## Activité
Indiquez si chacune des affirmations suivantes concorde avec l'extrait du document ci-dessous, en répondant par oui ou par non et en citant textuellement les mots décisifs de l'extrait. 1. Le droit à un congé de maternité payé découle de l'article 148 du Code du travail. 2. Les travailleurs ont décidé de se concerter en janvier 2013. 3. Les tâcherons ont accepté d'instaurer un cadre de dialogue avec les travailleurs.

## Extrait du document
○ ○ ○

10. Liberté syndicale
Les articles 6 et suivants du Code du travail, 5 de la Convention collective interprofessionnelle et 35 et suivants de la Convention collective sectorielle de la zone franche d’octobre 2012 consacrent cette liberté.
Cependant, tout travailleur identifié comme syndiqué est menacé de sanction.

11. La maladie des travailleurs
Conformément aux dispositions des articles 13 et 14 de la Convention collective sectorielle de la zone franche d’octobre 2012, le travailleur malade dont la maladie a été dûment constatée bénéficie de prise en charge dans certaines conditions.
Cependant, lorsqu’un travailleur est malade, il est laissé à son sort pour les jours passés à la maison. Les accidentés et invalides au travail sont aussi abandonnés à leur triste sort.

12. Les femmes en état de grossesse
Les femmes en état de grossesse bénéficient d’une protection prévue par les dispositions de l’article 148 du Code du travail. Elles ont droit en effet à un congé de maternité payé.
Cependant, pour les employées des tâcherons en convention avec WACEM, le congé de maternité n’est pas pris en charge par l’employeur. Le début de la grossesse se termine souvent par le licenciement.

13. Repas et cantine
L’article 39 de la Convention collective interprofessionnelle dispose : « Les entreprises prendront les dispositions nécessaires pour faciliter la prise des repas sur place de leur personnel ».
Cette disposition est réaffirmée par l’article 73 de la Convention collective sectorielle de la zone franche d’octobre 2012.
Il reste que pour les travailleurs employés par les tâcherons de WACEM, aucune disposition n’est prise dans ce sens.

14. Matériel de travail
Les pièces de rechange des machines sont défectueuses ; c’est difficilement que l’entrepreneur les change avec de nouvelles.
Ceci entraîne souvent des pannes fréquentes ce qui rend difficile le travail au personnel.


IV. GREVE DES TRAVAILLEURS/EUSES ET LEUR LICENCIEMENT

Eu égard à ces mauvaises conditions de travail et de vie dans l’entreprise, les travailleurs/euses ont décidé en décembre 2012 de se concerter.

Ils ont ensuite rencontré les tâcherons qui les emploient directement en vue de l’instauration d’un cadre de dialogue et d’échanges avec eux pour la bonne marche de l’entreprise et la prévention des conflits sociaux.

Face au refus de dialoguer des tâcherons, les travailleurs/euses ont observé des cessations surprises de travail dues au retard de paiement des salaires.

○ ○ ○

## Liste fournie
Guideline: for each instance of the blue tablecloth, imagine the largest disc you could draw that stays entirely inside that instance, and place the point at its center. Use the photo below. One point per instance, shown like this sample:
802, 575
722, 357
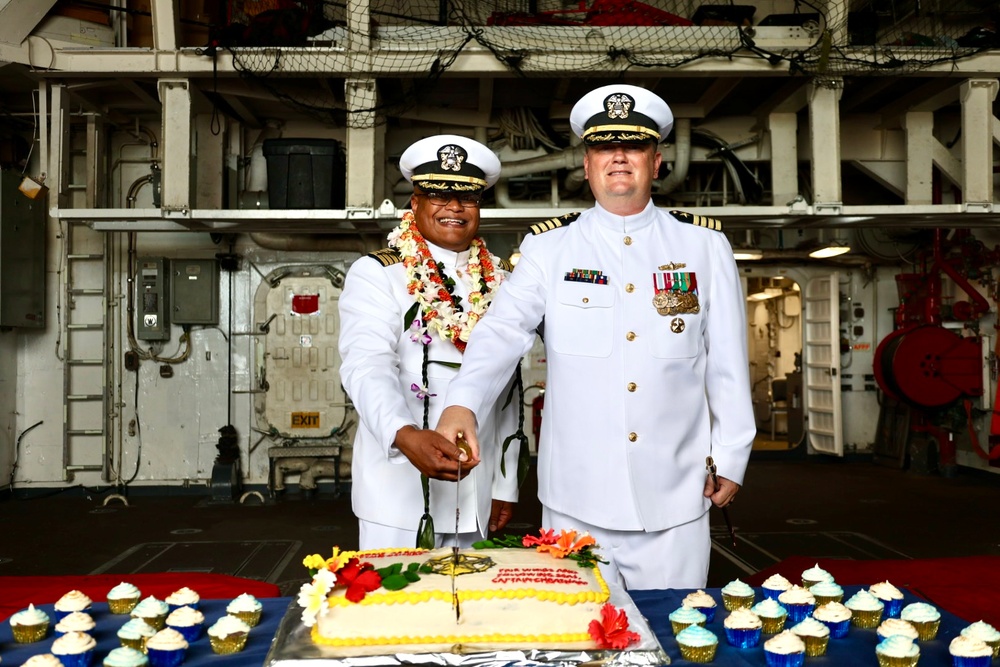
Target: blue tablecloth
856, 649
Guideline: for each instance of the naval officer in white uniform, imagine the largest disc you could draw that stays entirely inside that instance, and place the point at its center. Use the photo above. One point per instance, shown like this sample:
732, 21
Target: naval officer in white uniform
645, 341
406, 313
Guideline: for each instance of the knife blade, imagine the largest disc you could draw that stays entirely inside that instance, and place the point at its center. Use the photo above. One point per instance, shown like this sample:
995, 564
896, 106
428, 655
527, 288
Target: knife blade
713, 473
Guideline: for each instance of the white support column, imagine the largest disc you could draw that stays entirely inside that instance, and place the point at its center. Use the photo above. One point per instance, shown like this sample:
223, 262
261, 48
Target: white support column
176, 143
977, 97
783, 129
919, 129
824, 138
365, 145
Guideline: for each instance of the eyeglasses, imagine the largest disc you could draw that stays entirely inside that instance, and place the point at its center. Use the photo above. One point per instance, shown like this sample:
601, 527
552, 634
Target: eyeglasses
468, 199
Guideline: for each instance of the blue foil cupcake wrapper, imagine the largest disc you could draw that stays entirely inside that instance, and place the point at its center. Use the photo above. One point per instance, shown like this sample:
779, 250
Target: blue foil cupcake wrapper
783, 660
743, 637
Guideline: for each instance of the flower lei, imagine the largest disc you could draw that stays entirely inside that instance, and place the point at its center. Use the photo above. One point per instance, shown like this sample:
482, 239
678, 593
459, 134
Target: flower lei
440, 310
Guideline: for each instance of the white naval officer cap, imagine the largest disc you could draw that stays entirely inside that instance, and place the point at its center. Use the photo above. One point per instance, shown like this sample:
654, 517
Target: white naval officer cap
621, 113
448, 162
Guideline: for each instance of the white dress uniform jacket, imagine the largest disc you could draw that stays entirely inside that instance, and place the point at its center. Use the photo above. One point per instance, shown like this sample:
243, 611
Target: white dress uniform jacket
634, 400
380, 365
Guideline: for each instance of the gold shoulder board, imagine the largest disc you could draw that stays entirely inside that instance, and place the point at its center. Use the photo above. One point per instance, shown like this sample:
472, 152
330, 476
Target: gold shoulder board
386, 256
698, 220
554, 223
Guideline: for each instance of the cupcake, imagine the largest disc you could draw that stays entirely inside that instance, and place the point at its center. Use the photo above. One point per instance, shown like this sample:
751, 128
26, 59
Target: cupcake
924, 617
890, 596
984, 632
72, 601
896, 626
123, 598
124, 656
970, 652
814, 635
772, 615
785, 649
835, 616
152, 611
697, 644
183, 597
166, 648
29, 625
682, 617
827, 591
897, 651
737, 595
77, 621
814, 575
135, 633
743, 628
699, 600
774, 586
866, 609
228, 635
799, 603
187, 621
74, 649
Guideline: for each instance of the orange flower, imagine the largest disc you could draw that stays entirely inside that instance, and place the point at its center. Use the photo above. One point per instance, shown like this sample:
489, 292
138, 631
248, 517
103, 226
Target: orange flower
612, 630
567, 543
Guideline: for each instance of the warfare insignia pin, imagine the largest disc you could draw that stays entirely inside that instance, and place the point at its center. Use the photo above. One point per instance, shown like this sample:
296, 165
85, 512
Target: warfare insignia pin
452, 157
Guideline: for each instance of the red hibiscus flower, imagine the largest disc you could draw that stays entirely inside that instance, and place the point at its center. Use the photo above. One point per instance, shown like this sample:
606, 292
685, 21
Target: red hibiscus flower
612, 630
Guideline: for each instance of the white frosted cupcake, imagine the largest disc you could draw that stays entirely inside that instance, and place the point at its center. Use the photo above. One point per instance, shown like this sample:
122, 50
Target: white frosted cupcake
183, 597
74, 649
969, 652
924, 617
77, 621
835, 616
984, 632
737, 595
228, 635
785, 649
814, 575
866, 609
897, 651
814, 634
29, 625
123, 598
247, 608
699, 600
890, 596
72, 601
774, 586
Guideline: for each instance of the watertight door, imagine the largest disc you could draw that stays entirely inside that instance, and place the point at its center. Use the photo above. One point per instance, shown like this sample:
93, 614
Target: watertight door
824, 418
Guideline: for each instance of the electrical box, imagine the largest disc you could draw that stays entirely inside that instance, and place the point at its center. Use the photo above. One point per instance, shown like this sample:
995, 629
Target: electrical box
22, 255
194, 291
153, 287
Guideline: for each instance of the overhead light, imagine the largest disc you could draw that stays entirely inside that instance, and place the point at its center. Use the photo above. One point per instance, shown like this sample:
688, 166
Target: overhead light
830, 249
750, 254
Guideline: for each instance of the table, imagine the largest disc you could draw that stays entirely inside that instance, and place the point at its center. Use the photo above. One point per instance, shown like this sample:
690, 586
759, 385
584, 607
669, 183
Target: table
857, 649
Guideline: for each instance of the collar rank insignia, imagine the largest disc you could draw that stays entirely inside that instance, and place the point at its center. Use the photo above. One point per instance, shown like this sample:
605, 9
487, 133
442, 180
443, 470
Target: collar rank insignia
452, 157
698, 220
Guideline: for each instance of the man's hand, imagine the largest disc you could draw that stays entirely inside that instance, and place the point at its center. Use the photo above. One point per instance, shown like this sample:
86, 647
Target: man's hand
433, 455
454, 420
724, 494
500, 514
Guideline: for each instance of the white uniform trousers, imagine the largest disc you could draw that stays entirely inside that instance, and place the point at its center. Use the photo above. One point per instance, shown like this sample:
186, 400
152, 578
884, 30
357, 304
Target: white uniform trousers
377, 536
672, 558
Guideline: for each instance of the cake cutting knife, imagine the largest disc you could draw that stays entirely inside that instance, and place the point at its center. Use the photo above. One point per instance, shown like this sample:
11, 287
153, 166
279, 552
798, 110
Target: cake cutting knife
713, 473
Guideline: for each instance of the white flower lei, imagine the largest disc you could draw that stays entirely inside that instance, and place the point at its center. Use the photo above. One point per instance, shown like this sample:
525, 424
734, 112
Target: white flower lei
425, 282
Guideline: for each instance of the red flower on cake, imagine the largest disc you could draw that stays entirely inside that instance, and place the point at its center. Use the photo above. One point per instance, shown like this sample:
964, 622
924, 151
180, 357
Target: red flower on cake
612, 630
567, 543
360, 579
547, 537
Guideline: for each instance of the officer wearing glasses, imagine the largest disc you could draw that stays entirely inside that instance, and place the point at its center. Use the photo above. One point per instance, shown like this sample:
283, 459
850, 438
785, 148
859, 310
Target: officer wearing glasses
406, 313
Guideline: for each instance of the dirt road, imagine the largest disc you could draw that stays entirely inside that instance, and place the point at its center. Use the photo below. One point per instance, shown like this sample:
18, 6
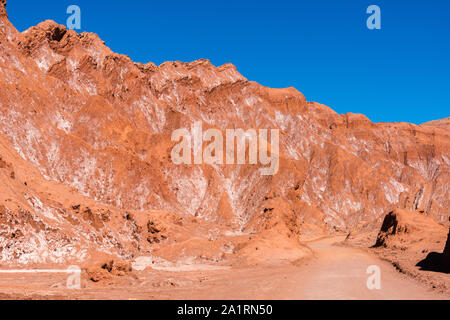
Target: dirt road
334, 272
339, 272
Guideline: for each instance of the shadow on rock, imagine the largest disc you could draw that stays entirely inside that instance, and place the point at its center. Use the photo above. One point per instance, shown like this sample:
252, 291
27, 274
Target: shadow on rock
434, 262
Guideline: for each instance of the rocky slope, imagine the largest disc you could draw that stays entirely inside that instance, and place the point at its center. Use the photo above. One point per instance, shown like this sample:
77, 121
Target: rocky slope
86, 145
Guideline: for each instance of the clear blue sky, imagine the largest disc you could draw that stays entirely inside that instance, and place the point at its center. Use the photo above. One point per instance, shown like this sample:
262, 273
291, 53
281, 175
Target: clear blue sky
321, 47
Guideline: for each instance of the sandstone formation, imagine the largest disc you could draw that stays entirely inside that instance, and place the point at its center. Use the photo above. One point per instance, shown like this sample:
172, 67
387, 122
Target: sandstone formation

○ ○ ○

## Résultat attendu
1. Oui : « Les femmes en état de grossesse bénéficient d’une protection prévue par les dispositions de l’article 148 du Code du travail. Elles ont droit en effet à un congé de maternité payé. »
2. Non : « les travailleurs/euses ont décidé en décembre 2012 de se concerter »
3. Non : « Face au refus de dialoguer des tâcherons »